- **Entries shown**:
++++++++++++++++++++

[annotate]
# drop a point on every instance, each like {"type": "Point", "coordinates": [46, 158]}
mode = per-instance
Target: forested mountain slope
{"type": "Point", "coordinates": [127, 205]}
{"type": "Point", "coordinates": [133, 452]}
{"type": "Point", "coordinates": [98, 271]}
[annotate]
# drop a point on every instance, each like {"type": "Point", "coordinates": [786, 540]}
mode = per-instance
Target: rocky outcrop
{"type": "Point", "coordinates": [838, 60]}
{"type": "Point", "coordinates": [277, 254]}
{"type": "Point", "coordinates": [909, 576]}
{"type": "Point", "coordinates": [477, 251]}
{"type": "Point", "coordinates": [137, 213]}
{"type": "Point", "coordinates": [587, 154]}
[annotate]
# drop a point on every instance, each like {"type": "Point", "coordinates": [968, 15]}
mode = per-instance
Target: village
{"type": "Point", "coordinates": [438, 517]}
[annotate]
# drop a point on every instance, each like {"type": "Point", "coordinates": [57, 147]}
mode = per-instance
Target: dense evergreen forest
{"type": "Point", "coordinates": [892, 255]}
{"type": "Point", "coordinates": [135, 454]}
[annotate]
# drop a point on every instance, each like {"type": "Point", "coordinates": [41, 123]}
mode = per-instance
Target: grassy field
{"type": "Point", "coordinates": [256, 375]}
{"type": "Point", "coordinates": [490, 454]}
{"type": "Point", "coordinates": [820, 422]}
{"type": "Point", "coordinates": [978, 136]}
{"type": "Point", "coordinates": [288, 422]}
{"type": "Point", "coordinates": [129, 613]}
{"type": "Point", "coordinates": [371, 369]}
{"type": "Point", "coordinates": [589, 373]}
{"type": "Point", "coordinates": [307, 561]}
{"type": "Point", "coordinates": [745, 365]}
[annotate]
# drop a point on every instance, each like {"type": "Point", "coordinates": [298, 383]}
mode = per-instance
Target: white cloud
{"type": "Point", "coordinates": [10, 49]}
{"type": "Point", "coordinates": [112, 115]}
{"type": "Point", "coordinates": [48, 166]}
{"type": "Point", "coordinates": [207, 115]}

++++++++++++++++++++

Print every entry exactly as written.

- **Finished answer**:
[annotate]
# drop a point on every instance, each like {"type": "Point", "coordinates": [46, 158]}
mode = per-instance
Target: forested mountain slope
{"type": "Point", "coordinates": [127, 205]}
{"type": "Point", "coordinates": [133, 452]}
{"type": "Point", "coordinates": [98, 271]}
[annotate]
# drop a point on every instance, each like {"type": "Point", "coordinates": [786, 540]}
mode = per-instance
Target: rocky outcrop
{"type": "Point", "coordinates": [838, 60]}
{"type": "Point", "coordinates": [277, 254]}
{"type": "Point", "coordinates": [909, 576]}
{"type": "Point", "coordinates": [477, 251]}
{"type": "Point", "coordinates": [137, 213]}
{"type": "Point", "coordinates": [587, 154]}
[annotate]
# drop a point on every instance, each like {"type": "Point", "coordinates": [968, 15]}
mode = per-instance
Target: village
{"type": "Point", "coordinates": [438, 517]}
[annotate]
# drop a point on every instance, each like {"type": "Point", "coordinates": [57, 147]}
mode = per-instance
Target: dense evergreen forest
{"type": "Point", "coordinates": [892, 255]}
{"type": "Point", "coordinates": [135, 454]}
[annotate]
# drop a point on every instance, each like {"type": "Point", "coordinates": [41, 123]}
mode = per-instance
Target: grassy field
{"type": "Point", "coordinates": [256, 375]}
{"type": "Point", "coordinates": [490, 454]}
{"type": "Point", "coordinates": [820, 422]}
{"type": "Point", "coordinates": [978, 136]}
{"type": "Point", "coordinates": [288, 422]}
{"type": "Point", "coordinates": [129, 613]}
{"type": "Point", "coordinates": [371, 369]}
{"type": "Point", "coordinates": [589, 373]}
{"type": "Point", "coordinates": [307, 561]}
{"type": "Point", "coordinates": [745, 365]}
[annotate]
# drop a point on every instance, each like {"type": "Point", "coordinates": [298, 383]}
mode = per-instance
Target: white cloud
{"type": "Point", "coordinates": [10, 49]}
{"type": "Point", "coordinates": [112, 115]}
{"type": "Point", "coordinates": [48, 166]}
{"type": "Point", "coordinates": [207, 115]}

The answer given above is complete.